Day 8 – 5/29 – Cusco

Tuesday, May 29th, 2007

11:30PM – We finally got a chance to sleep in, and we took full advantage. I did wake up pretty fatigued though. Can I still blame it on the altitude?

2:00PM – Two seems to be our typical lunchtime now. Today, we had lunch at Kusikuy. Guinea pig is their house dish. At first we were going to order roasted guinea pig, bit that dish takes one hour to prepare. Alice ordered the fried guinea pig instead, and I ordered bull’s heart kebabs (another typical Peruvian dish). The bull’s heart tasted like typical red meat, but it had a hint of crispness when chewed. This restaurant did a nice job presenting the guinea pig. It had a piece of carrot in its mouth and a half tomato for a hat. I tried a piece of Alice’s guinea pig. It tasted good, but you really have to work for your meat.

3:30PM – Our first place to visit for the day was the plaza outside of the Iglesias La Mercado. Since we had a museum pass leftover from our guided tours, we visited several museums. First, we went to Museo Municipal de Arte Contemporaneo, where paintings from the 20th century were on exhibit. Then we went across the Plaza Cusipata to get to the Museo Historico Regional. On display were ancient artifacts such as arrowheads, ceramic pottery, and even a mummy. Finally, we made it to the Museo de Santa Catalina, a half on hour before they closed at 5PM. It was a church that was converted into a museum.
--- --- ---
● TASK REQUIREMENTS:
(A) Count the lines of the records below that contain the string "white", treating case as significant, and give only the number.
(B) Continue the Cusco travel diary entry above, starting right after its final sentence.

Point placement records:
--- --- ---
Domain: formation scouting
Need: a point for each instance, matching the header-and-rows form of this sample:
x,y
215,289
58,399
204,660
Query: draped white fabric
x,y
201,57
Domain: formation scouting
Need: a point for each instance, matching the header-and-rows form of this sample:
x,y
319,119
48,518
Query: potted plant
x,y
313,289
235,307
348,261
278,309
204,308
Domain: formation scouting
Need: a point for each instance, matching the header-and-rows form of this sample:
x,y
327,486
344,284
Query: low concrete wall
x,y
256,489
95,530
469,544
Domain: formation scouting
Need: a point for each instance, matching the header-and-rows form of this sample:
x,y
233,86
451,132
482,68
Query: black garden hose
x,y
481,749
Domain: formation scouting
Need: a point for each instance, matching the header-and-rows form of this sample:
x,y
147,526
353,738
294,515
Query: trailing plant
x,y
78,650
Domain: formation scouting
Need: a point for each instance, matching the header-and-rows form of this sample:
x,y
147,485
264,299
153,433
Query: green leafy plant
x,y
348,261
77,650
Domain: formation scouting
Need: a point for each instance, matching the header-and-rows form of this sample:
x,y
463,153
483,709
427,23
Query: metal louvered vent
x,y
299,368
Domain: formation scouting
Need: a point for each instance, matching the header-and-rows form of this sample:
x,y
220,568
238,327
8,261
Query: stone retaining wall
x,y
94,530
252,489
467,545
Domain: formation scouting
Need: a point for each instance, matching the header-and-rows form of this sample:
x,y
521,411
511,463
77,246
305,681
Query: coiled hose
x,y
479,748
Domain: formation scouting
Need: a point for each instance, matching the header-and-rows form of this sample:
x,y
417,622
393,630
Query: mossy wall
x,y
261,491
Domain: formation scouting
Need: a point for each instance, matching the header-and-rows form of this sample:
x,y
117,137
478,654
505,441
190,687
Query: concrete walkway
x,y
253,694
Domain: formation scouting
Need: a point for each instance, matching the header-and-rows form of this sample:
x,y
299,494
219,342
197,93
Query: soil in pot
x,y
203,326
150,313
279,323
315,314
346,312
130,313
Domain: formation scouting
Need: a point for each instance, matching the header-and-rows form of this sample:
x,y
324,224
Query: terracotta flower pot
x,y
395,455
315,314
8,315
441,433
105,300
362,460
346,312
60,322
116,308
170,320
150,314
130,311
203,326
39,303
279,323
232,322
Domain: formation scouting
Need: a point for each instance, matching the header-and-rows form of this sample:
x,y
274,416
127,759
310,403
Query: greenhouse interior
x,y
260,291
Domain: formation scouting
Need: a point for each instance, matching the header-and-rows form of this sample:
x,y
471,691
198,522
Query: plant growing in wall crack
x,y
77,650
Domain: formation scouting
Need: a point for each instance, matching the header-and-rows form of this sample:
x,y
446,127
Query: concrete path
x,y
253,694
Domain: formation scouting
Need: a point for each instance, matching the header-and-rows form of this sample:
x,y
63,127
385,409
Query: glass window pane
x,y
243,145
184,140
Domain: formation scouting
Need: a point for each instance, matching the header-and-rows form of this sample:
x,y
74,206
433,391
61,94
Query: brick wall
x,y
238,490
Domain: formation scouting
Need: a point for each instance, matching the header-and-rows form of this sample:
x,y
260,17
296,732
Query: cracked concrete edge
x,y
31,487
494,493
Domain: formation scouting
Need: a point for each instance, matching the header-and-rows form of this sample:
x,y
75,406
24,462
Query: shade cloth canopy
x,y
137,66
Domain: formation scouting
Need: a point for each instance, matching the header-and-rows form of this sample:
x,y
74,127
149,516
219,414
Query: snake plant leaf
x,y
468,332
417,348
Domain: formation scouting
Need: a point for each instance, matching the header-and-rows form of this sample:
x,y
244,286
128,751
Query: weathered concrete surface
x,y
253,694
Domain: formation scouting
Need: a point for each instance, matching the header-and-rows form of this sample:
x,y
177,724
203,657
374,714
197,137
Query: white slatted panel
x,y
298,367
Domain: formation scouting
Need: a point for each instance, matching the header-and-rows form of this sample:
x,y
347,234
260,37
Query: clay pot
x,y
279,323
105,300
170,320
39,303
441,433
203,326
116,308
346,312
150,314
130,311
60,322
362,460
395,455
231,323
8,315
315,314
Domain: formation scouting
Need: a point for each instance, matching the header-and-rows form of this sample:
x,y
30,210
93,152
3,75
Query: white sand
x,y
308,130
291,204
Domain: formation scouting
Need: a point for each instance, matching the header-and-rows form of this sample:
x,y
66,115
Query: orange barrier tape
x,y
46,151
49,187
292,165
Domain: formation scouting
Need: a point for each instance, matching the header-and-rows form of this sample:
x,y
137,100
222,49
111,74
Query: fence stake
--- --- ---
● ANSWERS TO EACH TASK:
(A) 3

(B)
7:30PM – We had dinner reservations at Cicciolina. I had the taglietelle with lamb ragu, and Alice had the beef fillet with risoto. Both dishes were good, but Alice’s choice was better. For dessert we split a filo pastry filled with warm fruit with a side of cracked pepper ice cream. Both Alice and disliked the ice cream; it was just too weird to have spicy ice cream.

Day 7 – 5/28 – Cusco

Monday, May 28th, 2007

7:00AM – After waking up at 5AM two days in a row, 7AM sure felt like sleeping in. The included breakfast was nothing to write home about. We’ll probably just skip breakfast tomorrow. A Cliffs bar will suffice.

9:00AM – Natalie and Ganita picked us up for a city tour of Cusco. Qorikancha was our first stop. Qori means gold, and Qorikancha used to be ornated with gold before it was stripped by the Spanish. It was a place of worship for the Inca before the Spanish conquisition. It wasn’t until an earthquake in the 1950s that the Incan walls were revealed. The Spanish had actually plastered over the Incan walls and built on top of them.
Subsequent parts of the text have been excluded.